Outline annotation records:
:::::

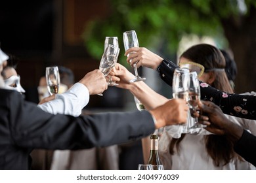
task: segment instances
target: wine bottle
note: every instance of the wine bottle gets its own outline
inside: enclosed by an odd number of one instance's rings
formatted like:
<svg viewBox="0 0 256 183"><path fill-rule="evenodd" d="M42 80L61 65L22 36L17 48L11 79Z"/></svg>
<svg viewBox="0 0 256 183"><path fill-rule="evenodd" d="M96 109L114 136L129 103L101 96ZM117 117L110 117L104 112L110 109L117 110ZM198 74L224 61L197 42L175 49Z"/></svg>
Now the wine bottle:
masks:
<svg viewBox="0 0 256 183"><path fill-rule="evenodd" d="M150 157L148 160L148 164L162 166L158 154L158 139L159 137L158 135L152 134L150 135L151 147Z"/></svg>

:::::

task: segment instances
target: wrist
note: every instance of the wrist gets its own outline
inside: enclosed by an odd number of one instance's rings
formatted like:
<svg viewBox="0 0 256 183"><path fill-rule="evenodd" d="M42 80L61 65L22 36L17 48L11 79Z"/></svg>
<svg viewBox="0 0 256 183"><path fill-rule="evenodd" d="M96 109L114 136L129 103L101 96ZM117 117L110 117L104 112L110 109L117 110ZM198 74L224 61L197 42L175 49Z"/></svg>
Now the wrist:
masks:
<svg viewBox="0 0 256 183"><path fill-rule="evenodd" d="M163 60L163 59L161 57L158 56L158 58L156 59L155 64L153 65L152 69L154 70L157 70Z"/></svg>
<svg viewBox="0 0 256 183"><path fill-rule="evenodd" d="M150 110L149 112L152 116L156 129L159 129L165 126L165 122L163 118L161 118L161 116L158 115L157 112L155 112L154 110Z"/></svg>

:::::

● Given exercise:
Show every line of the material above that contains the string "path", copying each one in full and unchanged.

● Correct response:
<svg viewBox="0 0 256 183"><path fill-rule="evenodd" d="M42 80L61 65L22 36L17 48L11 79Z"/></svg>
<svg viewBox="0 0 256 183"><path fill-rule="evenodd" d="M96 109L114 136L129 103L101 96ZM117 117L110 117L104 112L110 109L117 110ZM198 74L224 61L197 42L175 49Z"/></svg>
<svg viewBox="0 0 256 183"><path fill-rule="evenodd" d="M150 157L148 160L148 164L162 166L158 154L158 139L159 137L158 135L152 134L150 135L151 147Z"/></svg>
<svg viewBox="0 0 256 183"><path fill-rule="evenodd" d="M42 80L61 65L22 36L17 48L11 79Z"/></svg>
<svg viewBox="0 0 256 183"><path fill-rule="evenodd" d="M96 109L114 136L129 103L101 96ZM117 117L110 117L104 112L110 109L117 110ZM198 74L224 61L197 42L175 49Z"/></svg>
<svg viewBox="0 0 256 183"><path fill-rule="evenodd" d="M163 60L163 59L161 57L158 56L158 58L156 59L155 64L153 65L152 69L154 70L157 70Z"/></svg>
<svg viewBox="0 0 256 183"><path fill-rule="evenodd" d="M150 110L149 112L152 116L156 129L159 129L165 126L165 122L163 118L161 118L161 116L158 115L157 112L155 112L154 110Z"/></svg>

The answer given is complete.